* [EXERCISE DETAILS] Recast everything from the line containing "Target: tree bark" down to the line containing "pixel 7 320", both included, as a JSON list of strings with one string per line and blank lines omitted.

* [DATA FOR THE TASK]
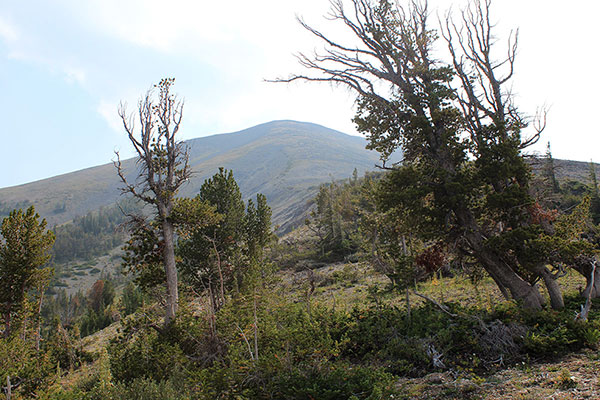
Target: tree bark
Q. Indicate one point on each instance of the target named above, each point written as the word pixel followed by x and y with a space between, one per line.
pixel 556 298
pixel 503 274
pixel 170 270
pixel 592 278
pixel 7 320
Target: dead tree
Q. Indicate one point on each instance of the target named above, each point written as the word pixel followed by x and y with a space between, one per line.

...

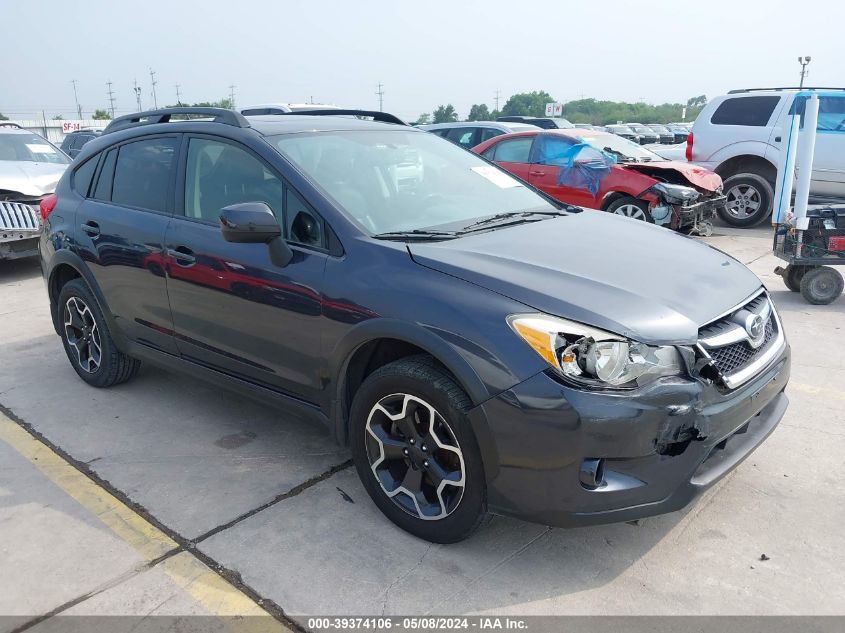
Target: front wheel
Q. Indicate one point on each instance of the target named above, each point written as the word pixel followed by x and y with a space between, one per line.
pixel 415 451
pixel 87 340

* [TASK ANSWER]
[
  "Target: tree bark",
  "Q. Indicate one point on each instance of the target named above, each point written as the word pixel followed by x and y with a space between, one per line.",
  "pixel 556 298",
  "pixel 503 274",
  "pixel 170 270",
  "pixel 592 278",
  "pixel 7 320"
]